(Point-per-instance localization data)

____

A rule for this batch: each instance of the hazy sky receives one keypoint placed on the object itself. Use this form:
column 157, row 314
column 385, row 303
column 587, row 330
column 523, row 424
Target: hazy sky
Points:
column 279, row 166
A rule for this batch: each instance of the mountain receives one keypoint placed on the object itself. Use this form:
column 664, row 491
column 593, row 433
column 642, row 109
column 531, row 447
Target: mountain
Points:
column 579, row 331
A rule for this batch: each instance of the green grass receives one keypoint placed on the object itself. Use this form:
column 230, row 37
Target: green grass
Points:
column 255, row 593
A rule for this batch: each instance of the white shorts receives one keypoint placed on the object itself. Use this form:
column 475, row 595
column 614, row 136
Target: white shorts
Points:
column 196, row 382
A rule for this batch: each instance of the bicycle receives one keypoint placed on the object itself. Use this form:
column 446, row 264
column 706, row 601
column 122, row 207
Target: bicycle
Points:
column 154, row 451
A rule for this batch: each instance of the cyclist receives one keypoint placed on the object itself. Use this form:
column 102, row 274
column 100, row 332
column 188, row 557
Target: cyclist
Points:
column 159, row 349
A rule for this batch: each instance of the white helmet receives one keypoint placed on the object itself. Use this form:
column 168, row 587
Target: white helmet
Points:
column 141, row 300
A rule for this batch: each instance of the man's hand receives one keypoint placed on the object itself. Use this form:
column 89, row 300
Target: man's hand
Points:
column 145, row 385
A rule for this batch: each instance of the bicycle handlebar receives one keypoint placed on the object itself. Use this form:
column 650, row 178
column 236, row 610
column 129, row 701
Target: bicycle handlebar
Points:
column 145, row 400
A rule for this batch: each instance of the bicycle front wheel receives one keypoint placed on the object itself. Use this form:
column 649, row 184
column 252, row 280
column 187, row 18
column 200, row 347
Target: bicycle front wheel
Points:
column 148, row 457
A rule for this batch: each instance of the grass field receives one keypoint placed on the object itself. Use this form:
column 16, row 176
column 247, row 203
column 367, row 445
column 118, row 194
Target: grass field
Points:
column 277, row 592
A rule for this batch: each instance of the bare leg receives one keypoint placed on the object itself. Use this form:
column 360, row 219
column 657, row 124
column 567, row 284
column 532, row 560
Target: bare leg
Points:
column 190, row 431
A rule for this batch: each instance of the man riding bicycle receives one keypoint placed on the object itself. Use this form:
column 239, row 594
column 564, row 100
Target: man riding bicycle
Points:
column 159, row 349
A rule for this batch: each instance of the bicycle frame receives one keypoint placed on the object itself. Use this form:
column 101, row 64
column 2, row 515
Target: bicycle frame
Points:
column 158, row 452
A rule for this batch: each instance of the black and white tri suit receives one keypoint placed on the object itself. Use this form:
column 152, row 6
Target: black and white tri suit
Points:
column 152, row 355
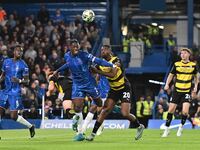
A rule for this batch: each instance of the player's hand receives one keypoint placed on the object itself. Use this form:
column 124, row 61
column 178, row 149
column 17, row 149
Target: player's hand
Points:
column 16, row 80
column 93, row 69
column 194, row 95
column 55, row 73
column 166, row 87
column 194, row 90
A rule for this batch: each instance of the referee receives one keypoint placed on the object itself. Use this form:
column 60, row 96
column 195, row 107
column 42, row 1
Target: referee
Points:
column 184, row 72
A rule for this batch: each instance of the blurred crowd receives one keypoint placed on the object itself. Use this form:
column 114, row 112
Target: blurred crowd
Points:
column 45, row 39
column 148, row 107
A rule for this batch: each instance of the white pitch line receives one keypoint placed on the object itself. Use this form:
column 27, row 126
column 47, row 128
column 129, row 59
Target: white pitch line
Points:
column 36, row 137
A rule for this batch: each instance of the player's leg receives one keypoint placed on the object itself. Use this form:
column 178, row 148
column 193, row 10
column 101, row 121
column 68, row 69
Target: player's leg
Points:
column 78, row 117
column 171, row 110
column 15, row 105
column 18, row 118
column 67, row 106
column 67, row 102
column 89, row 117
column 3, row 103
column 100, row 130
column 107, row 108
column 1, row 112
column 125, row 110
column 185, row 110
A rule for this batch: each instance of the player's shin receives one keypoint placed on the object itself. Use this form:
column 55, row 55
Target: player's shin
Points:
column 79, row 121
column 169, row 119
column 23, row 121
column 87, row 121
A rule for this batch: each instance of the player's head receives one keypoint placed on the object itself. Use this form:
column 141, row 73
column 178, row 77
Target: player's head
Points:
column 185, row 53
column 74, row 46
column 18, row 51
column 106, row 51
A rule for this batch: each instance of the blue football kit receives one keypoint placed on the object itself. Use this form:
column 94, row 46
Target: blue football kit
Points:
column 84, row 84
column 11, row 94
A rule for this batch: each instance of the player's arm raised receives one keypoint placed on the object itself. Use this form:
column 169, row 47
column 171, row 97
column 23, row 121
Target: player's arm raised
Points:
column 2, row 76
column 111, row 73
column 170, row 77
column 24, row 80
column 51, row 88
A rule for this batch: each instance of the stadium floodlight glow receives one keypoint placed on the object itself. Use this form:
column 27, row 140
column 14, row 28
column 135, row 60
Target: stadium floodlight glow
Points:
column 154, row 24
column 161, row 27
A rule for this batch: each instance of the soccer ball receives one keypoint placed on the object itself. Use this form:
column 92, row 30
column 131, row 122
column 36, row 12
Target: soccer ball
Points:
column 88, row 15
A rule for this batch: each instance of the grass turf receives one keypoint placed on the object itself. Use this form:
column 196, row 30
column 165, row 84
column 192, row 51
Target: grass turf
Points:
column 62, row 139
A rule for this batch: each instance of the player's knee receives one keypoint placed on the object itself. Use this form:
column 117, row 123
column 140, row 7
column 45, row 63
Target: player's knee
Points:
column 185, row 113
column 106, row 111
column 14, row 117
column 77, row 109
column 125, row 114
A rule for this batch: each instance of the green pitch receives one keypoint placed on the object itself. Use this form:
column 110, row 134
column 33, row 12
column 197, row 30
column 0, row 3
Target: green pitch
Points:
column 55, row 139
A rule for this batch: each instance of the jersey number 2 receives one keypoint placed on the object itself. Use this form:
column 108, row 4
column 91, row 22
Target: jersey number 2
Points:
column 126, row 95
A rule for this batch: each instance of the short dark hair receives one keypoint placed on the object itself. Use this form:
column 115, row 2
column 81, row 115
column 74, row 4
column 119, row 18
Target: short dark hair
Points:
column 107, row 46
column 74, row 41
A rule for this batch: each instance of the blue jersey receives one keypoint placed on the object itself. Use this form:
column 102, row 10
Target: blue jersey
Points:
column 79, row 67
column 12, row 68
column 83, row 81
column 103, row 86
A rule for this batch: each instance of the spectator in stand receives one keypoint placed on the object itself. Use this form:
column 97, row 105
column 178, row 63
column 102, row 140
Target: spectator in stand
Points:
column 58, row 17
column 2, row 16
column 170, row 43
column 3, row 54
column 55, row 60
column 40, row 74
column 30, row 53
column 11, row 21
column 48, row 28
column 43, row 15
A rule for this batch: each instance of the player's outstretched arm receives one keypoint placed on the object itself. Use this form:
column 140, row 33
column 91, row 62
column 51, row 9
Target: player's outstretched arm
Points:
column 63, row 67
column 2, row 76
column 99, row 61
column 24, row 80
column 169, row 79
column 110, row 74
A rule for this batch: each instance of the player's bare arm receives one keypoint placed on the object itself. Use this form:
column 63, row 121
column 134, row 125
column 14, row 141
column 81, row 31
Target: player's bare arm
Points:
column 169, row 79
column 24, row 80
column 110, row 74
column 51, row 88
column 2, row 76
column 196, row 82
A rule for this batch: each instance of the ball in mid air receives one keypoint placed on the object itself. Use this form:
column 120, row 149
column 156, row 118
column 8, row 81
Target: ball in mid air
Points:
column 88, row 15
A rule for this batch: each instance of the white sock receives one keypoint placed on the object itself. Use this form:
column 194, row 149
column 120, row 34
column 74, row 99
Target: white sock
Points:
column 79, row 121
column 87, row 121
column 23, row 121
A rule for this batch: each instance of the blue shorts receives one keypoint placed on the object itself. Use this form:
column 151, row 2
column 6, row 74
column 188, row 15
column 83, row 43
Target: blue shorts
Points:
column 13, row 102
column 91, row 91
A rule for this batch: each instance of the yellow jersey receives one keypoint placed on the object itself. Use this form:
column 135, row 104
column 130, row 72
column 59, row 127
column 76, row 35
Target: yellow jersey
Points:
column 119, row 80
column 184, row 74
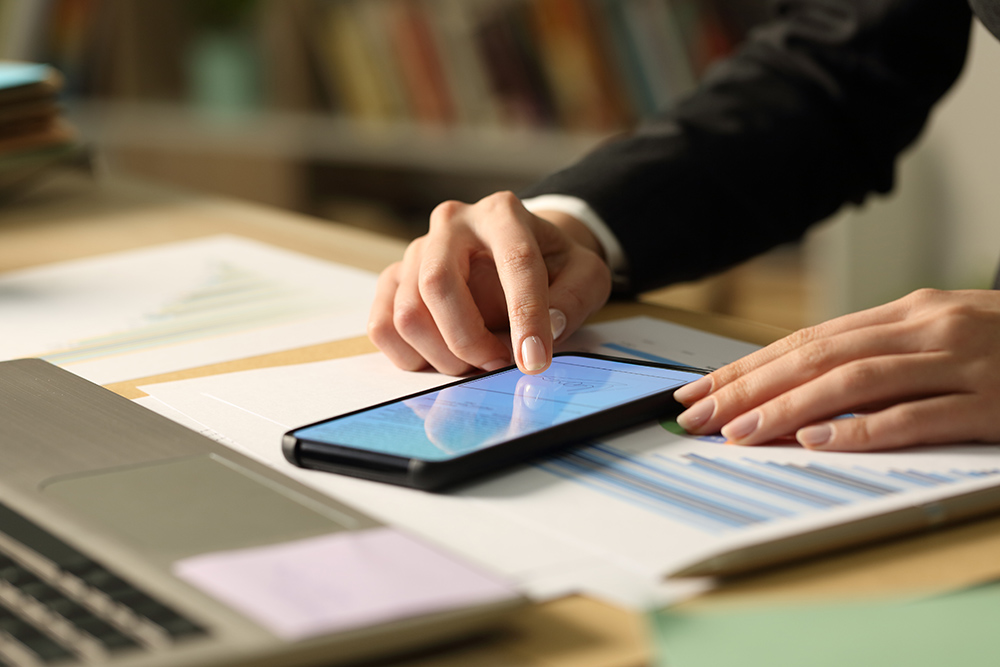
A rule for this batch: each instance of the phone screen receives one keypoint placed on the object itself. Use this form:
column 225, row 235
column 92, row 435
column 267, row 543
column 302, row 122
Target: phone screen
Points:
column 485, row 411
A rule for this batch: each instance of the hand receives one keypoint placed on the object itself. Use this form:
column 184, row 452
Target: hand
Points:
column 921, row 370
column 482, row 268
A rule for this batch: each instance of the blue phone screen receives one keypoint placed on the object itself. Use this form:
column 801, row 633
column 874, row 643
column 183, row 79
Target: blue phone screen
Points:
column 486, row 411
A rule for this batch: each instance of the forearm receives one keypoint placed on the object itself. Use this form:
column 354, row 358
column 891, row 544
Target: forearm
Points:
column 810, row 114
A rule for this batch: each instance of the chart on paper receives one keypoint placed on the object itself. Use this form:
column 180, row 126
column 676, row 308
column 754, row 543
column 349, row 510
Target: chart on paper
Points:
column 129, row 314
column 717, row 494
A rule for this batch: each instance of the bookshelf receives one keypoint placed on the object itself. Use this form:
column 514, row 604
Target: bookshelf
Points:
column 464, row 96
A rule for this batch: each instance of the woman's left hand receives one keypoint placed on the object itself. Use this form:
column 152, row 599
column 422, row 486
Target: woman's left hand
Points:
column 924, row 369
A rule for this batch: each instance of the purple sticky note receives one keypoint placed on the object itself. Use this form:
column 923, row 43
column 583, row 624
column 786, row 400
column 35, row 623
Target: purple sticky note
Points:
column 340, row 581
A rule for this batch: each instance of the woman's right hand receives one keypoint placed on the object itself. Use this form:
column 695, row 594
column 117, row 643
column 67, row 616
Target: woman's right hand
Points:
column 482, row 268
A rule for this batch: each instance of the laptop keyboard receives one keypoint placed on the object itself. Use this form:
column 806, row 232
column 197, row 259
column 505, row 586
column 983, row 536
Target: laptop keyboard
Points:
column 59, row 606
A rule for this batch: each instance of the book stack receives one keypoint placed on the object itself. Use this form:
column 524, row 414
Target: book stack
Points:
column 586, row 65
column 33, row 135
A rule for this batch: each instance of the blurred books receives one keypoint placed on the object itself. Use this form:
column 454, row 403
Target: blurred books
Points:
column 33, row 134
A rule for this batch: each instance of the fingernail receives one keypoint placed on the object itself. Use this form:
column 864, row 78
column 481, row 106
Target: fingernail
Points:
column 496, row 364
column 742, row 426
column 814, row 436
column 533, row 354
column 558, row 320
column 694, row 391
column 696, row 415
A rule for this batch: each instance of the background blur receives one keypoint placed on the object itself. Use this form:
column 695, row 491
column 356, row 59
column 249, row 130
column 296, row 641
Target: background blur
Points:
column 370, row 112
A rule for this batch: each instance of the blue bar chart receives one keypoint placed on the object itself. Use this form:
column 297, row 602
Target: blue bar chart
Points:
column 718, row 494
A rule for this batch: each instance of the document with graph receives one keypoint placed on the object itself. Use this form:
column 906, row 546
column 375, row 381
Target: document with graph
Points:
column 612, row 518
column 180, row 305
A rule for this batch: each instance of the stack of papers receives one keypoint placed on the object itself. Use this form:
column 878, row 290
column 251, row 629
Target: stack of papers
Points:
column 612, row 519
column 180, row 305
column 33, row 134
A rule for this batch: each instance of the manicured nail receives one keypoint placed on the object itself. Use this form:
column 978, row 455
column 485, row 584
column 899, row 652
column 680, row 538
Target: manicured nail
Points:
column 694, row 391
column 814, row 436
column 558, row 320
column 742, row 426
column 496, row 364
column 696, row 415
column 533, row 354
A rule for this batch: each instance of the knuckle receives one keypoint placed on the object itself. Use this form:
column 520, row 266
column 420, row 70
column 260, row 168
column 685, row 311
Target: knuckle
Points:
column 380, row 330
column 813, row 358
column 407, row 319
column 504, row 199
column 955, row 328
column 922, row 297
column 518, row 257
column 434, row 280
column 525, row 310
column 445, row 212
column 856, row 377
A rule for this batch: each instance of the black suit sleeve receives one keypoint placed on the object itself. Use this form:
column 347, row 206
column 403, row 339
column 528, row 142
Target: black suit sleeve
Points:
column 809, row 114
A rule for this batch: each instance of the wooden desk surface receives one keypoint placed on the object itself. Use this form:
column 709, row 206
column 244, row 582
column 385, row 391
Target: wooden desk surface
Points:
column 71, row 217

____

▸ Brief:
Looking through the data above, copy out each line in which the string "hazy" occurs.

▸ Exercise answer:
A rule for this batch: each instance of the hazy sky receives one keypoint placed on the object itself. Use this form:
Target: hazy sky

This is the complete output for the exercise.